--- Records ---
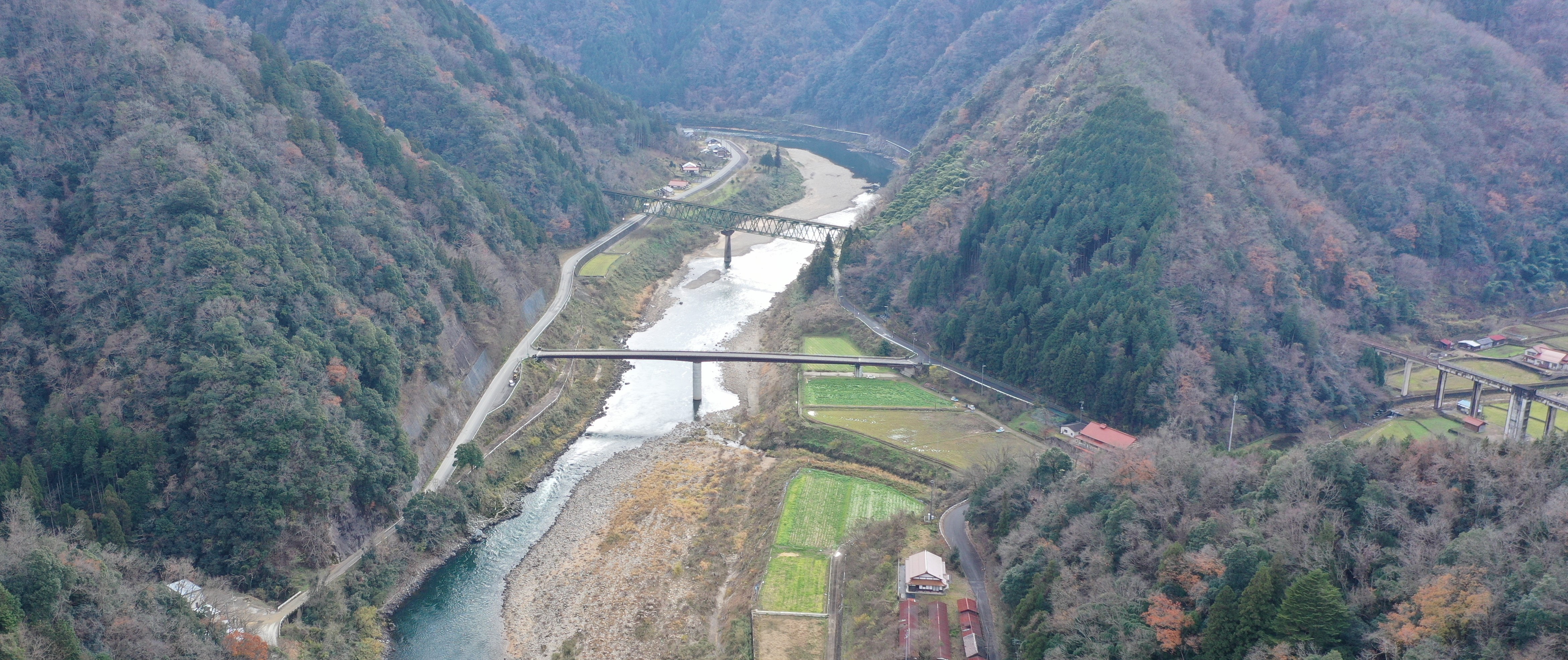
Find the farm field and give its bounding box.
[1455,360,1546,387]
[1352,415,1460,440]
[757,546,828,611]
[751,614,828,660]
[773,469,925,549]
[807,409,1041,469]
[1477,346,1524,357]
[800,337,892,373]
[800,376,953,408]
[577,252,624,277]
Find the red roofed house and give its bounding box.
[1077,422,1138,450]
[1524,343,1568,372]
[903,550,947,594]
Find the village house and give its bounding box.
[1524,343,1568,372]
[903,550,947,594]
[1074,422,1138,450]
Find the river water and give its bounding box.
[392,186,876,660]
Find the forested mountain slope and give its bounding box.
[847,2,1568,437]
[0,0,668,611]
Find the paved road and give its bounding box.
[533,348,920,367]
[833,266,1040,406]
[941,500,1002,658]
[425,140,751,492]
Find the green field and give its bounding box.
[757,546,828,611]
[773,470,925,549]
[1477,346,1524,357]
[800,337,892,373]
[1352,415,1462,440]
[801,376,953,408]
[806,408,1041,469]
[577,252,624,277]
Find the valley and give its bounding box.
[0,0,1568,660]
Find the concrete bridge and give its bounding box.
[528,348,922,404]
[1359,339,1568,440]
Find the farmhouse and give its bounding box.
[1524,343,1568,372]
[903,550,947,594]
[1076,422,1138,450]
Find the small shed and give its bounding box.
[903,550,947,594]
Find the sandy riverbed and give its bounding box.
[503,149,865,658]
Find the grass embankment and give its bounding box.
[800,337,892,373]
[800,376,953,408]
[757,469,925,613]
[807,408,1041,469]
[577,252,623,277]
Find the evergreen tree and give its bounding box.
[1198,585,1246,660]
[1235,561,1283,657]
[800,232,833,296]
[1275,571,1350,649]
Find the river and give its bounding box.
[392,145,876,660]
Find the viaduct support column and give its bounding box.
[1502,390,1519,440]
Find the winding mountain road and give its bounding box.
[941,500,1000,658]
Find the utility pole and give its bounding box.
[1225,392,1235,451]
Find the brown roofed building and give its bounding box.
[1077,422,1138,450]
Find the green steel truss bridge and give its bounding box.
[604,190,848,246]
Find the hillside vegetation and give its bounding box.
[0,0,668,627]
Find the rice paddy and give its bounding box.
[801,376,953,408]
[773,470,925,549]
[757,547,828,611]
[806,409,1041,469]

--- Directions for this task ---
Rewrite the stretch from the start of the rows through the line containing "[0,0,668,611]" as a two-column CSV with the headers instruction and boxes. Give one CSV line per row, with its text and its answer each in a single quoted field and line breaks turned into spaces, and leave out the pictures.

--- Exercise result ---
instruction,boxes
"Find the farm field and give its bounding box.","[1455,360,1546,387] [1352,415,1460,440] [757,546,828,611] [751,614,828,660] [773,469,925,549] [807,409,1041,469] [1477,346,1524,357] [800,337,892,373] [800,376,953,408] [577,252,624,277]"
"Find the red roofed house and give its bounding box.","[1077,422,1138,450] [1524,343,1568,372] [903,550,947,594]"
"Find the village house and give its bounding box.","[1524,343,1568,372] [903,550,947,594] [1074,422,1138,450]"
"Find the river water and give its bounding box.","[392,186,876,660]"
"Find the forested mountain slope and give its bounding box.","[847,2,1568,437] [0,0,668,611]"